> **YOUR GOAL**: Could you quote every one of the lines below verbatim, keeping the pictures out of your answer?

> **MATERIAL**:
= = = = =
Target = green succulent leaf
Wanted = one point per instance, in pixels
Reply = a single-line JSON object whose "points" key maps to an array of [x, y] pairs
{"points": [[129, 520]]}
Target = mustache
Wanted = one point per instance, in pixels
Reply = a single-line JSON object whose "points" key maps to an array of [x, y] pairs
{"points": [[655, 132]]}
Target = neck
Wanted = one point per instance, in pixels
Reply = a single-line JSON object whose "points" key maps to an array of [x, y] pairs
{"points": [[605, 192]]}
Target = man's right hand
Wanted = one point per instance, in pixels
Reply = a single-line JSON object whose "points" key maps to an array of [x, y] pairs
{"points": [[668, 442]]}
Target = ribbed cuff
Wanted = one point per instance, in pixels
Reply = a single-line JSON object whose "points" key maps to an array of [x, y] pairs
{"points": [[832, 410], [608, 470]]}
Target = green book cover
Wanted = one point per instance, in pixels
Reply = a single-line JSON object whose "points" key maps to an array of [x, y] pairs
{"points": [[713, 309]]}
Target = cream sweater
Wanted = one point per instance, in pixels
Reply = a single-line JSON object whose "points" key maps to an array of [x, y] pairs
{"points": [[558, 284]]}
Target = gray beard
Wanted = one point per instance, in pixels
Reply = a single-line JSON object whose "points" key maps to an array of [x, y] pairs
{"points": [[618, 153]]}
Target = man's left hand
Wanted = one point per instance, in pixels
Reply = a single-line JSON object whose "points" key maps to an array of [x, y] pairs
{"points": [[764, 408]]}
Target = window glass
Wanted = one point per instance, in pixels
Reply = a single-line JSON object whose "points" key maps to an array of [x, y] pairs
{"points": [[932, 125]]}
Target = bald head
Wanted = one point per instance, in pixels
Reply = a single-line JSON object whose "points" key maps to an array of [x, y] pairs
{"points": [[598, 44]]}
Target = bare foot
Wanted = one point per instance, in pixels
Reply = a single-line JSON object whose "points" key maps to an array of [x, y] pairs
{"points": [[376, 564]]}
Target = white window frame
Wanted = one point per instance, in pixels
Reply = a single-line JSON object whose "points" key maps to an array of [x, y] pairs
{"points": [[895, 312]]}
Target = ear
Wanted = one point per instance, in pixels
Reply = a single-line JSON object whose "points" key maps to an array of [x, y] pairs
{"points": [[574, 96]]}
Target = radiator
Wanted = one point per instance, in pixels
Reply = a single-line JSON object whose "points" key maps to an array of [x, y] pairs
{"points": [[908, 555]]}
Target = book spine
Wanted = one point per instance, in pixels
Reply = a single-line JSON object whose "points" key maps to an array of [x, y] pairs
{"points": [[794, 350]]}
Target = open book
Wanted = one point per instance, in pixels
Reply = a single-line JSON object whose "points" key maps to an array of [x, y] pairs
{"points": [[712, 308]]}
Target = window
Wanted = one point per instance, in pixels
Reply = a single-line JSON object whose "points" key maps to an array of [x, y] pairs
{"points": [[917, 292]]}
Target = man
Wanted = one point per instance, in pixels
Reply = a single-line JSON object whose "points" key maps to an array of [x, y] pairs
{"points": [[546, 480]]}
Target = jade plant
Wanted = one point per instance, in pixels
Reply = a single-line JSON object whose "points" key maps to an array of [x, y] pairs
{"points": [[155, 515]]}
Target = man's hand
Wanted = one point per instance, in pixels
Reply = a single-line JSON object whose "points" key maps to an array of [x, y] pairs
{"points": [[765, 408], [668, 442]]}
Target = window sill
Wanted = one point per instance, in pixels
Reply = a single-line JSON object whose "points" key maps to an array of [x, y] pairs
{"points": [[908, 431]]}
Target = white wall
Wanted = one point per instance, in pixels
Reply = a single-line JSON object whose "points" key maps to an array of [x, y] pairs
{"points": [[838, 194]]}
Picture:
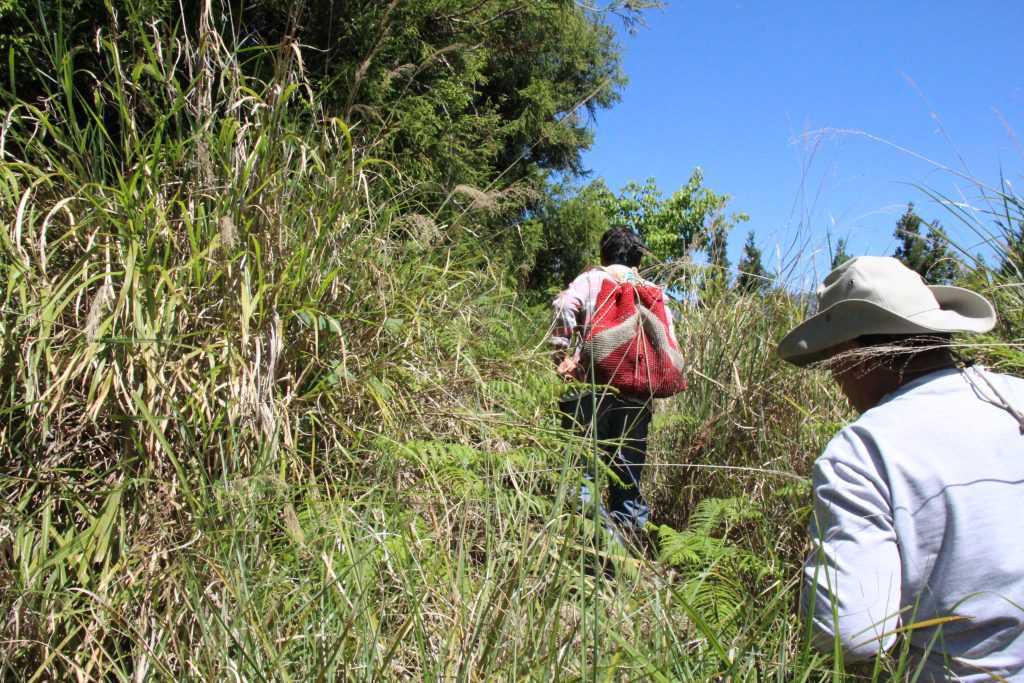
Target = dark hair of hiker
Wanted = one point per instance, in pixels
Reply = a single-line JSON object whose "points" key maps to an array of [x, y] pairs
{"points": [[622, 246]]}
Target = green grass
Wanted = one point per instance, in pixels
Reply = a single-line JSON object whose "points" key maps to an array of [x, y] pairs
{"points": [[266, 419]]}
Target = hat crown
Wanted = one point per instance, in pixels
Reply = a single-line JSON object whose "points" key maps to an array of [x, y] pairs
{"points": [[881, 280]]}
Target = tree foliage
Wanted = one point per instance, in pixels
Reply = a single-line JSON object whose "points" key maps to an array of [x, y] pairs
{"points": [[841, 255], [565, 230], [753, 278], [926, 251]]}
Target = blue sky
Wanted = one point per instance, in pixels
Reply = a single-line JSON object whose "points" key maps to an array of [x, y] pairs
{"points": [[738, 88]]}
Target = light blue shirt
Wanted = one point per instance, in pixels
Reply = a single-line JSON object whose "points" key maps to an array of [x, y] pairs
{"points": [[919, 514]]}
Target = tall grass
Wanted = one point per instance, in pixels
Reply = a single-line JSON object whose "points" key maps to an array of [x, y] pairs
{"points": [[266, 419]]}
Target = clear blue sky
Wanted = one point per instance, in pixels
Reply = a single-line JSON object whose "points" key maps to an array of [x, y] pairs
{"points": [[734, 87]]}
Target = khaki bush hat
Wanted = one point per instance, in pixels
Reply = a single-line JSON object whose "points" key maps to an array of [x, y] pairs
{"points": [[878, 295]]}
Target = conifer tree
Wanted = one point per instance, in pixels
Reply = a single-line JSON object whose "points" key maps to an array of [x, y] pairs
{"points": [[753, 276], [926, 252], [841, 256]]}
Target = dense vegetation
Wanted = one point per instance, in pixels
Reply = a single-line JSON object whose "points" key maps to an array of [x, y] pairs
{"points": [[275, 394]]}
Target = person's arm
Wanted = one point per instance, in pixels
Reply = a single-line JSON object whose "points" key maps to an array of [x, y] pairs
{"points": [[852, 575], [571, 307]]}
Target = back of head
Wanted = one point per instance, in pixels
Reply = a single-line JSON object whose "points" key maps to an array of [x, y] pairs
{"points": [[621, 246]]}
= = = = =
> **THE COMPLETED TASK**:
Target = green succulent leaf
Wanted = one point per instance, in pixels
Reply = a single-line JSON object whose "points" key maps to an array of [x, y] pairs
{"points": [[129, 520]]}
Target = mustache
Wanted = one point per instance, in pixels
Reply = a single-line JSON object whose "points" key maps to an array of [x, y] pairs
{"points": [[655, 132]]}
Target = neck
Wanted = one point per instance, in pixels
Reply = a single-line JSON object whose "points" key maps to an array of [x, y] pairs
{"points": [[605, 192]]}
Target = man's right hand
Wanted = one point per instance, in pixels
Reply = a single-line JSON object whose "points" key maps to an array of [x, y] pairs
{"points": [[668, 442]]}
Target = ribbed cuff
Wanted = one point per instance, in pixels
Reply = a single-line JSON object whose "points" key maps to an array of [x, y] pairs
{"points": [[832, 410], [608, 470]]}
Target = green book cover
Wanted = one point per instance, in pixels
Reply = a single-line JSON object whose "points" key maps to an array of [x, y] pairs
{"points": [[713, 309]]}
Target = cream sweater
Wanted = one point per instance, in pixels
Reply = a single-line JSON object whose "points" key maps to an array of [x, y] pairs
{"points": [[558, 284]]}
Target = gray beard
Wanted = one point per instance, in pixels
Reply = a single-line JSON object whose "points" key maps to an array of [x, y] pairs
{"points": [[618, 153]]}
Target = man's left hand
Wanted = one point per instance, in pixels
Reply = a single-line JSON object whose "points" key maps to an array of [x, y] pairs
{"points": [[764, 408]]}
Target = window glass
Wanted = one point per instance, in pixels
Reply = a single-line JSON object whose "points" key maps to an array of [x, y] pairs
{"points": [[932, 125]]}
Target = bald head
Wanted = one point per instance, in pixels
Reply = a single-line JSON object whose "points" key maps to an array of [x, y] pairs
{"points": [[598, 44]]}
Target = bare foot
Wanted = one point per instance, in pixels
Reply = a single-line JSON object whose "points" key maps to an array of [x, y] pairs
{"points": [[376, 564]]}
Target = white window frame
Wanted = one point per instance, in pixels
Reply = a single-line JSON object whose "points" key maps to an array of [x, y] pairs
{"points": [[895, 312]]}
Target = ear
Wanted = one point per instance, in pixels
Reply = a single-line JSON object whose "points" key maps to an array of [x, y] pairs
{"points": [[574, 96]]}
Target = radiator
Wanted = one point per instance, in pixels
Reply = a single-line JSON object whose "points" key maps to an array of [x, y] pairs
{"points": [[908, 555]]}
Target = book spine
Wanted = one point per instance, in pixels
Reply = a single-line JSON object whose "points" key maps to an array of [x, y] pairs
{"points": [[794, 350]]}
Target = open book
Wanted = one point per instance, in pixels
Reply = a single-line JSON object whose "points" key maps to an array of [x, y] pairs
{"points": [[712, 308]]}
Target = window
Wanted = one point per instance, in pixels
Reply = a single-line JSON object whose "points" key maps to an array of [x, y] pairs
{"points": [[917, 292]]}
Target = man
Wanted = one point per instance, in pixels
Reply = a single-line JSON object whose "points" key maps to an array of [x, y] pairs
{"points": [[546, 480]]}
Target = jade plant
Wanted = one point per instance, in pixels
Reply = a single-line JSON object whose "points" key maps to an array of [x, y] pairs
{"points": [[155, 515]]}
Target = man's hand
Wanted = one point per instance, in pixels
Reply = a single-line JSON object whose "points" key maps to an array of [x, y] pairs
{"points": [[765, 408], [668, 442]]}
Target = window sill
Wanted = one point per instance, in pixels
Reply = a single-line JSON object whose "points" key maps to an array of [x, y] pairs
{"points": [[908, 431]]}
Target = white wall
Wanted = one point per instance, in pixels
Reply = a single-line JSON object whose "points" key maps to an array of [x, y] pairs
{"points": [[838, 194]]}
Picture:
Target = dark hair of hiker
Wanted = one point per instance, in pixels
Reply = a single-line JSON object whose "points" key maps to an array of [x, y] pairs
{"points": [[622, 246]]}
Target = green grass
Wanted = one point per instance, in pixels
Reply = a single-line JSON object whose "points" key maps to an array of [x, y] pairs
{"points": [[266, 419]]}
Target = hat crown
Wanted = one point per instance, in pixels
Reply = a single-line JSON object whose "points" key maps to an array of [x, y] pairs
{"points": [[881, 280]]}
Target = tree foliage
Wanted = one point per instance, in pixels
Reply = a single-line JSON object whose "points" key maps to an array of [x, y] pairs
{"points": [[841, 255], [565, 230], [753, 278], [926, 251]]}
Target = blue sky
Wanted = one point per instance, in pixels
Reply = a single-line JSON object whose "points" key maps to an array of [x, y] pairs
{"points": [[738, 88]]}
Target = light blue shirt
Wanted = one point per instance, in pixels
Reply = a single-line JSON object whose "points" key maps to an array of [x, y] pairs
{"points": [[919, 514]]}
Target = tall grass
Wanted = one point per instance, in pixels
Reply = a single-line JSON object whose "points" key maps to an array of [x, y] pairs
{"points": [[266, 419]]}
Target = clear blue sky
Wanted = one point per instance, in pixels
Reply = a single-line JSON object whose "points" key maps to an array of [x, y] pairs
{"points": [[734, 87]]}
Target = khaki bush hat
Wanted = one point per instance, in pixels
Reply = a single-line JSON object whose "points" key maps to an array of [x, y] pairs
{"points": [[878, 295]]}
Target = conifer tree
Wanted = one point per instance, in pixels
Reply = a single-line JSON object whose "points" key maps to an array of [x, y] pairs
{"points": [[753, 276], [926, 252], [841, 256]]}
Target = dense vegetation
Wanted = one point per instance, in pixels
Reply = a single-line JSON object whose "points" key maps to an array of [x, y] pairs
{"points": [[275, 394]]}
Target = person's arm
Wanted = one point per instance, in pixels
Reply = a single-line JSON object whose "points" key maps to an array of [x, y] pairs
{"points": [[852, 575], [571, 307]]}
Target = back of head
Wanted = one point per instance, in pixels
Reply = a single-line JSON object whose "points" key maps to an array of [x, y] pairs
{"points": [[621, 246]]}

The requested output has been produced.